─── DATASET RECORDS

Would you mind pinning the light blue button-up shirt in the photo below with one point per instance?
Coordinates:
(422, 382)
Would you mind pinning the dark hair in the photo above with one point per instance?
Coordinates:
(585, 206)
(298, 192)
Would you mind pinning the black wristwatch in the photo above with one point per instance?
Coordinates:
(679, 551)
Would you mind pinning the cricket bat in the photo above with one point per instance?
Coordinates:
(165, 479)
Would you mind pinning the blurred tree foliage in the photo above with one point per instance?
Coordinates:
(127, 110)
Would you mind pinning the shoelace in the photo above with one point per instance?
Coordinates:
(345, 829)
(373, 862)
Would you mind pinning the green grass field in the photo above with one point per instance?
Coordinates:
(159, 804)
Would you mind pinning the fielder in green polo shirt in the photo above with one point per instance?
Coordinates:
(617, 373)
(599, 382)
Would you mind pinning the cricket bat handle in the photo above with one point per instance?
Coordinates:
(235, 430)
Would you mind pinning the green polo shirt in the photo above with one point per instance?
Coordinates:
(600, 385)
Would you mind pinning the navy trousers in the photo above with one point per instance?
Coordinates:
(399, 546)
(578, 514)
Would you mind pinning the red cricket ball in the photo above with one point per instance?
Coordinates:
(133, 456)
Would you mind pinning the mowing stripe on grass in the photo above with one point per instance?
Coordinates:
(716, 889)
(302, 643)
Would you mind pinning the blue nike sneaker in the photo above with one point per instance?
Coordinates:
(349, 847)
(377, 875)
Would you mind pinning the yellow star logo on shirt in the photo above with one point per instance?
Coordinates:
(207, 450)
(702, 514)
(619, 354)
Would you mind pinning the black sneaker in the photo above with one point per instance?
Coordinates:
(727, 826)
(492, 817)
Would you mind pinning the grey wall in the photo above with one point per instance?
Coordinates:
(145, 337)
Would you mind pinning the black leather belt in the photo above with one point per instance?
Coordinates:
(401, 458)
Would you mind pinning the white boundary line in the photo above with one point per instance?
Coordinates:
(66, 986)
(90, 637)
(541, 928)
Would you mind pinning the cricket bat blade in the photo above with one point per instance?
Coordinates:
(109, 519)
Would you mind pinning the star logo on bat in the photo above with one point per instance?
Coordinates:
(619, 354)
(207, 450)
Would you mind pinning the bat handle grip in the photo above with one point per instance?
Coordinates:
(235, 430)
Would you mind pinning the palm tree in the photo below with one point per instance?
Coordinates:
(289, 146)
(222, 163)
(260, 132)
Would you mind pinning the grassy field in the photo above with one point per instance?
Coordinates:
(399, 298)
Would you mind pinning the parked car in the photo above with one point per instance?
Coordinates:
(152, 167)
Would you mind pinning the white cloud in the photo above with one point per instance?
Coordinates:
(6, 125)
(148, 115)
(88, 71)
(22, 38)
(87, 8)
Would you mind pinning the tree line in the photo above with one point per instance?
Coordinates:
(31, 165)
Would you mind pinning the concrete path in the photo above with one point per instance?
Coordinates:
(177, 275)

──────

--- THE TASK ---
Nothing may be omitted. Restate all of the entries exactly.

--- OUTPUT OF THE TASK ---
Would you mind pinning the light blue button-up shirt in the photo below with one point per instance?
Coordinates:
(422, 382)
Would you mind pinning the dark hair in the photo above with one point per instance?
Coordinates:
(585, 206)
(298, 192)
Would you mind pinning the black wristwatch in the photo above with one point per instance?
Coordinates:
(679, 551)
Would you mind pinning the cricket bat in the photo above with one point per instance?
Coordinates:
(165, 479)
Would you mind pinning the blurred tree foliage in the photo above with one point per instance?
Coordinates:
(127, 110)
Would you mind pinning the shoelace in the photo above with one point per instance?
Coordinates:
(345, 829)
(373, 862)
Would you mind pinning the green grass field in the photo above with one point per instance?
Coordinates:
(159, 804)
Would you mind pinning the fielder in green polo shirt in the photo above with one point per instance?
Coordinates:
(617, 373)
(599, 382)
Would you mind pinning the cricket bat handle in the photo above with one point per instance?
Coordinates:
(235, 430)
Would you mind pinning the green polo shirt in the photo above with one point per instance?
Coordinates:
(600, 385)
Would you mind pinning the navy trousers in the photo above with one point per instance?
Coordinates:
(399, 546)
(578, 514)
Would you mind pinning the red cricket ball in the photo above with one point per instance?
Coordinates:
(133, 456)
Would you mind pinning the mowing stripe on grass in the photo above with one point per instance?
Coordinates:
(716, 889)
(302, 643)
Would you mind pinning the blue nike sneaker in the photo above with one point per instance?
Coordinates:
(349, 847)
(377, 875)
Would you mind pinning the yellow star logo on shirt in the photo above with one point per instance?
Coordinates:
(207, 450)
(702, 514)
(619, 354)
Would you mind pinning the black sneaker in the photo above with one point per instance?
Coordinates:
(727, 826)
(492, 817)
Would you mind pinning the grey wall in the photo above with one point per instance?
Coordinates:
(145, 337)
Would you mind pinning the black leather belt in the photo above with one point per instance?
Coordinates:
(401, 458)
Would you mind pinning the white boundary line in the photo above with one point per instance?
Coordinates:
(66, 986)
(90, 637)
(541, 928)
Would you mind pinning the cricket bat blade in the photo above with one point per instance?
Coordinates:
(109, 519)
Would you mind pinning the star logo on bat in the photo above with one point per instance?
Coordinates:
(619, 354)
(207, 450)
Would you mind pinning the bat handle grip in the photo above with one point per instance?
Coordinates:
(235, 430)
Would you mind pinning the palm tree in the photo below with one point per instance?
Coordinates:
(289, 146)
(222, 163)
(260, 132)
Would you mind pinning the grassy field in the photo above with one point per instance?
Coordinates:
(399, 298)
Would you mind pinning the parked car in the photo above with one point per instance?
Coordinates:
(152, 167)
Would you mind pinning the white cloud in the photo above with one point per instance?
Coordinates:
(6, 125)
(148, 115)
(88, 71)
(22, 38)
(87, 8)
Would you mind pinning the tree line in the photo above with one point per instance?
Coordinates:
(31, 165)
Would you mind pinning the concrete path in the photo above with one point per instance?
Coordinates:
(177, 275)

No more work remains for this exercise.